Brano da leggere:
━━━━
L’Inglese che riscoprì l’anima di Vulcano
Industriale, filantropo, ma soprattutto geniale ed appassionato avventuriero. Fu questo e molto altro James Stevenson, la cui vita fu legata a doppio filo alla storia della splendida isola. Qui egli modernizzò l’estrazione dello zolfo e dell’allume, favorendo i commerci con il Regno Unito e si dilettò nella produzione del vino, sfruttando terreni fino ad allora incolti. Oggi, tra libri, antichi edifici e testimonianze degli anziani del posto, tutto parla ancora di lui
Un paesaggio lunare, circondato dal mare. Con il giallo dello zolfo vulcanico che si tuffa nel verde diamantino dell’acqua, in contrasto con il nero della sabbia lavica e il rosso ferroso delle rocce. Mentre i cristalli di allume e ossidiana impreziosiscono lo scenario, con il loro scintillio sotto il tocco del sole. Si presenta così, l’isola di Vulcano. Già dagli oblò dell’aliscafo, non appena si abbassa a filo d’acqua per entrare in porto. Accolto dalla maestosità del Gran Cratere, ancora attivo seppur quiescente dal 1891.
Tra le isole Eolie, Vulcano è la più affascinate. Ma paradossalmente è anche la meno conosciuta, sebbene sia la più vicina alla costa di Milazzo. La più facile da raggiungere, da quella terraferma – la Sicilia – che è isola a sua volta.
━━━━
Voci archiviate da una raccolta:
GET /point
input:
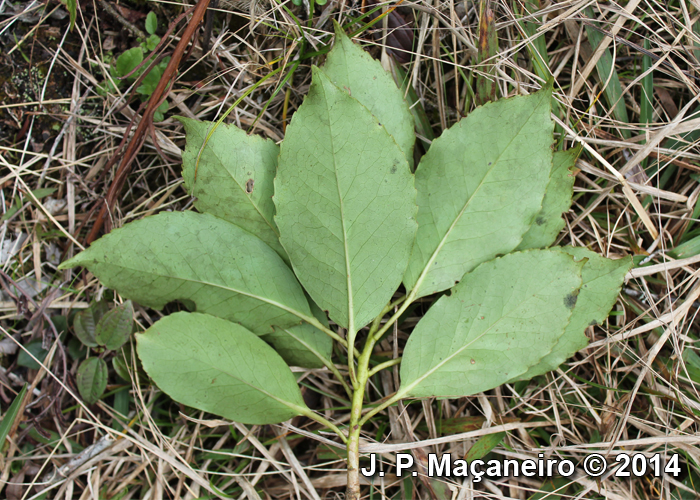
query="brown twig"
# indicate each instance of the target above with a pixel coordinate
(139, 137)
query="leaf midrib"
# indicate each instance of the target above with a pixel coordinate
(444, 239)
(403, 392)
(288, 404)
(242, 189)
(348, 273)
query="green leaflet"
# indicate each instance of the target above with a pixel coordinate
(557, 200)
(497, 323)
(115, 327)
(224, 270)
(91, 379)
(601, 282)
(234, 178)
(345, 205)
(479, 187)
(355, 71)
(303, 345)
(219, 367)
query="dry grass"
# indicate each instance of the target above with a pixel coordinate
(634, 389)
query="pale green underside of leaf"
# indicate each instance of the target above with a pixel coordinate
(232, 164)
(602, 279)
(557, 200)
(479, 188)
(303, 345)
(501, 319)
(219, 367)
(345, 205)
(352, 69)
(226, 271)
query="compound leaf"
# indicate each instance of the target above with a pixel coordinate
(345, 205)
(91, 379)
(479, 187)
(234, 178)
(303, 345)
(224, 270)
(500, 320)
(601, 282)
(352, 69)
(219, 367)
(557, 200)
(114, 328)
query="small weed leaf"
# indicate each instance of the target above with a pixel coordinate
(32, 350)
(115, 327)
(85, 323)
(222, 179)
(352, 69)
(601, 282)
(224, 270)
(10, 415)
(92, 379)
(498, 322)
(557, 200)
(480, 186)
(484, 445)
(346, 212)
(303, 345)
(219, 367)
(127, 61)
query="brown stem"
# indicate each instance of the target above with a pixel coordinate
(139, 135)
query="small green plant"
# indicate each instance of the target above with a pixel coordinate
(102, 330)
(122, 70)
(334, 225)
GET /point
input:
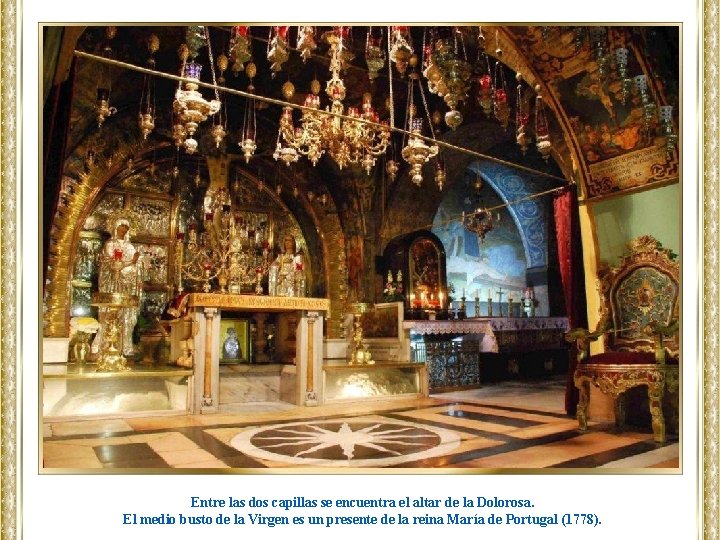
━━━━
Consegne dell'esercizio:
(a) Secondo il brano su Vulcano, da quale anno il Gran Cratere è quiescente?
(b) Prosegui il brano su Vulcano dal punto in cui si interrompe.

Soluzioni:
(a) Dal 1891.

(b)
A pochi metri dal porto, dietro il monolite sulfureo che sovrasta l’area dei fanghi termali, un edificio dalle strane fattezze distrae lo sguardo. È il Castello dell’Inglese, o meglio, un’evoluzione architettonica di quella che fu la dimora di James Stevenson. Un industriale d’Oltremanica con la passione per la cultura, filantropo e benefattore dai numerosi interessi, soprattutto le scienze naturali e i viaggi, che nella seconda metà dell’Ottocento approdò a Vulcano. Terra di miti e leggende. Tra Eolo, re dei venti, ed Efesto, re del fuoco, che nel Gran Cratere si dice avesse la propria fucina, contendendosi l’isola il titolo di residenza divina, in antagonismo con la grande madre Etna. Mentre vanta, al contempo, il passaggio di Odisseo durante il suo viaggio verso Itaca. Approdato al grande faraglione della spiaggia di Ponente, faro naturale per i naviganti, con la sua forma a testa di cane, le cui orecchie al tramonto si trasformano nei profili di una donna e di un uomo in procinto di baciarsi.
Ha fascino, Vulcano. Che ha conosciuto una storia piena di vicissitudini, popolata nell’Ottocento da avventurieri, coatti ed esploratori. Tra questi, l’Inglese. Come lo soprannominarono gli abitanti dell’isola, ignari forse del fatto che Stevenson (1822-1903) fosse nato a Glasgow, in Scozia.
«Mio nonno fu un suo collaboratore» racconta Gustavo Conti, che sull’isola gialla c’è nato e cresciuto, e lì ha sempre vissuto e vive ancora a 79 anni. «Quando Stevenson andò via, a seguito dell’eruzione del 1888 che in tre anni distrusse quasi tutto, mio nonno fu uno dei tre compratori delle sue proprietà. Comprarono in maniera indivisa e dopo circa sette anni decisero di divedere tutto in tre parti, anche il Castello, che fu diviso verticalmente, per cui ognuno si dovette poi dotare della propria indipendenza».
Il Castello è ancora lì, dove è sempre stato. Con le sue torrette smerlate, frutto di interventi sovrapposti nel tempo. Dopo quelli fatti dallo stesso Inglese, perché «non fu lui a farlo costruire» precisa Conti. «Stevenson l’ha fatto modificare, probabilmente su un edificio preesistente e di età borbonica. Quando l’abbiamo restaurato a nostra volta, sono emerse le tracce di due vecchi grandi magazzini».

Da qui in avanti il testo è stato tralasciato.